| Task to carry out |
Answer these questions from the article on empirical probability:
1. What other name does the article give for empirical probability?
2. In the dice experiment, how many even numbers came up in 100 tosses?
3. In the theoretical calculation, which outcomes count as successful?

| Article |

# Empirical Probability

**Probability** describes the chance that an uncertain event will occur. **Empirical probability** is based upon how likely an event has occurred in the past. It is also called **experimental probability**. It is based on the relative frequency approach. We can get our results from experience rather than from a theory. We employ the empirical probability generating function in constructing a goodness-of-fit test for negative binomial distributions. In empirical probability, the experimental conditions may not remain the same for all repetitions on that experiment. In statistical terms, the empirical probability is just an estimate of an event.

**Formula for Empirical Probability**

Empirical Probability = Number of times an event occurred / Total number of trails

### Difference Between Empirical Probability and Theoretical Probability

Empirical probability defines a probability value gained from performing an experiment. For example, we want to find out the probability of getting an even number when dice are tossed. To find the probability, we will perform an experiment in which we will toss the dice 100 times and calculate probability from there.

Empirical Probability = Number of times an event occurred / Total number of trails

Suppose we obtained 60 times an even number during tossing of the dice 100 times, the probability will then be:

P(H) = 60 / 100 = 0.6

Therefore, there is a 0.6 likelihood of obtaining an even number when a dice is tossed 100 times. On the other hand, theoretical probability comes into play when it is not feasible to perform an experiment to determine probability. Then we assume the outcomes of an event are all equally likely. For example, we want to find out whether we obtain an even number when a coin is tossed. When a dice is tossed, there is a 50/50 chance of obtaining an even number or an odd number. Then the probability will be:

P(E) = number of successful outcomes of the event / total number of outcomes

Here, the total number of outcomes is 6, and the number of successful outcomes will be 3(i.e, 2, 4, 6) therefore the probability of occurrence of an even number is:

P(T) = 3 / 6 = 1 / 2 = 0.5

Therefore, there is a 0.5 likelihood of obtaining an even number when a dice is tossed. So finally we can conclude that theoretical probability is based on the assumption that outcomes have an equal chance of occurring while empirical probability is based on the observations of an experiment.

| Stored data |
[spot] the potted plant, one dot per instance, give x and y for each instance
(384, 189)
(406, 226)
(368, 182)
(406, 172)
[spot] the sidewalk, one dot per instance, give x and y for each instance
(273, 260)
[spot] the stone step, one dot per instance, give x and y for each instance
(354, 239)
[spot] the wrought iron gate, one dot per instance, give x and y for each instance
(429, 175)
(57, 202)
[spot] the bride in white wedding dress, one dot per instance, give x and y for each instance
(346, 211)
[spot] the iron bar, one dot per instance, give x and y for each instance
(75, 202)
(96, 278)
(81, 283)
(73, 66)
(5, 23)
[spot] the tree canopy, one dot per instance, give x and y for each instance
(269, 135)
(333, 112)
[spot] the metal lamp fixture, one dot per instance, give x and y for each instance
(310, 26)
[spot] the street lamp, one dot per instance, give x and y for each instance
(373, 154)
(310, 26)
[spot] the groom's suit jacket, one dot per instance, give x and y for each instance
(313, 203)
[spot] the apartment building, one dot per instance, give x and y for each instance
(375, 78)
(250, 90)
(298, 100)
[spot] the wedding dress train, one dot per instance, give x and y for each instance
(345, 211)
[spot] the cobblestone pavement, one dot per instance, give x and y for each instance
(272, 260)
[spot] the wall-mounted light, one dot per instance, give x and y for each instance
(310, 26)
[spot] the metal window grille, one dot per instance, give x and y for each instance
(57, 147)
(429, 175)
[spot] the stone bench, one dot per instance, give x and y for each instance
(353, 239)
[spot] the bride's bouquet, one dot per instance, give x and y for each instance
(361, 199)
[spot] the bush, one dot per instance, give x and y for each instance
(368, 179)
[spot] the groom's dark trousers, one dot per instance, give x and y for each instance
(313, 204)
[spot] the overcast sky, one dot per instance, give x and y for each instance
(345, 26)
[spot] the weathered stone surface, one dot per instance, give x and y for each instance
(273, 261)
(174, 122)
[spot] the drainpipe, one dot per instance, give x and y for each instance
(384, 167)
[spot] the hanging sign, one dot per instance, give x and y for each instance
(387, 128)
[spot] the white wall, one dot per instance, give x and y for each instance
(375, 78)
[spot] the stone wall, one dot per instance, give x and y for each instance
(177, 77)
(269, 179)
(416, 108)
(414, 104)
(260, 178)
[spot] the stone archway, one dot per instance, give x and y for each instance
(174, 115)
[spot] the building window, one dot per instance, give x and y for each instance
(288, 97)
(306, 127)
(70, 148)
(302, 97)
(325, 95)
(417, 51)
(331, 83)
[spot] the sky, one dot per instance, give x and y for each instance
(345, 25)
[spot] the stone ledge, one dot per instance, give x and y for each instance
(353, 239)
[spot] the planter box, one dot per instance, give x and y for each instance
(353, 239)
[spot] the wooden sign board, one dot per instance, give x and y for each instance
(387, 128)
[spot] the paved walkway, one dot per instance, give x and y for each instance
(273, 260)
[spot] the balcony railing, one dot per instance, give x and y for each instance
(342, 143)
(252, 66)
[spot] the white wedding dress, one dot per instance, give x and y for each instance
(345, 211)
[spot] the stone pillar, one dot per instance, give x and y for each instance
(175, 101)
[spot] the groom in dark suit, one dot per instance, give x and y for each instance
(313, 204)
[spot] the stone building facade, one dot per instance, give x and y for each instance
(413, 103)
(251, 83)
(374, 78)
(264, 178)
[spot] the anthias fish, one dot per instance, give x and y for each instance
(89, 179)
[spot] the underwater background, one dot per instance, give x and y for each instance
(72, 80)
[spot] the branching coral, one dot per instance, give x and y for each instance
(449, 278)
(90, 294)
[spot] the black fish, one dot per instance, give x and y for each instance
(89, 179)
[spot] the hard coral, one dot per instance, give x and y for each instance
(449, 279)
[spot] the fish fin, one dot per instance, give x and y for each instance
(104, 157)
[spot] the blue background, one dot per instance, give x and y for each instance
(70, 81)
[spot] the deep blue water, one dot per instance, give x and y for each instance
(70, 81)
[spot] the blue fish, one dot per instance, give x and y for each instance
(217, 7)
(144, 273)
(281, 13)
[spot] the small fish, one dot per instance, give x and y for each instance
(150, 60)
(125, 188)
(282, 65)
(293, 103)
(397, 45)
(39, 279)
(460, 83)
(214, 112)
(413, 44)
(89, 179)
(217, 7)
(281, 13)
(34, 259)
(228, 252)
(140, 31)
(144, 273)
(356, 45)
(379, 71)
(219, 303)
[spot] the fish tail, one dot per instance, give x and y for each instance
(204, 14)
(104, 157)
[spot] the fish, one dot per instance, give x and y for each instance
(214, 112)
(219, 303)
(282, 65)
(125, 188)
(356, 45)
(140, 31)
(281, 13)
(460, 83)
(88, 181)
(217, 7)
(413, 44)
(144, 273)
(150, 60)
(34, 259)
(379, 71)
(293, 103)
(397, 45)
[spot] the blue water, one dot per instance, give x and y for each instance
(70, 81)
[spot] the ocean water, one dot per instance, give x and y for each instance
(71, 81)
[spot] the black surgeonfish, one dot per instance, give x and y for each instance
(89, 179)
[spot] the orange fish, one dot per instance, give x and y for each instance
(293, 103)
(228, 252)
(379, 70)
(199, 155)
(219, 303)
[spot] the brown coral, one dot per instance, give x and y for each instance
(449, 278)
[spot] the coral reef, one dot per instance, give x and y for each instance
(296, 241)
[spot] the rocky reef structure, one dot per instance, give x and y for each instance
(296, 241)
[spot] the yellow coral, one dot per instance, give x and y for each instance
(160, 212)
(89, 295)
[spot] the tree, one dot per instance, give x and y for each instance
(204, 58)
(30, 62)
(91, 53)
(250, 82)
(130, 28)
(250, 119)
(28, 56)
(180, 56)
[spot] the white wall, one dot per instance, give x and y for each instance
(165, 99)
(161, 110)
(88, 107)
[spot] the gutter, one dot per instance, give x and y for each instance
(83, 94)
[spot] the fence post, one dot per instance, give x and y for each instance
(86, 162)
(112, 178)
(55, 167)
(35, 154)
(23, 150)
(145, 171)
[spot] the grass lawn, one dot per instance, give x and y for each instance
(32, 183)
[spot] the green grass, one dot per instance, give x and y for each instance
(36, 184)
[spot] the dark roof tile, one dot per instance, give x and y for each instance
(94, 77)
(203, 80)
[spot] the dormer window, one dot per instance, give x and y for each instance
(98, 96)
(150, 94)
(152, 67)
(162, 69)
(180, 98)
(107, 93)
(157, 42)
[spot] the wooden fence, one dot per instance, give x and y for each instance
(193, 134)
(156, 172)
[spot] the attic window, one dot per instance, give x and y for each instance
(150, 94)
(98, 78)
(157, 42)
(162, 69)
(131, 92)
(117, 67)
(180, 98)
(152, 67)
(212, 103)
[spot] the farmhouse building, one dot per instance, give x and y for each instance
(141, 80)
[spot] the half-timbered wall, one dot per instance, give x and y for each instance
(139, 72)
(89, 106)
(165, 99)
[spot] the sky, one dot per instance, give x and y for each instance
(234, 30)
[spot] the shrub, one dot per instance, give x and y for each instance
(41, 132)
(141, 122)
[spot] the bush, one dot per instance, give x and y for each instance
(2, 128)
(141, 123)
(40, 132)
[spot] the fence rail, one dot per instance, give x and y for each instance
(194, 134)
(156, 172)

| Task response |
1. Experimental probability.
2. 60.
3. 2, 4 and 6.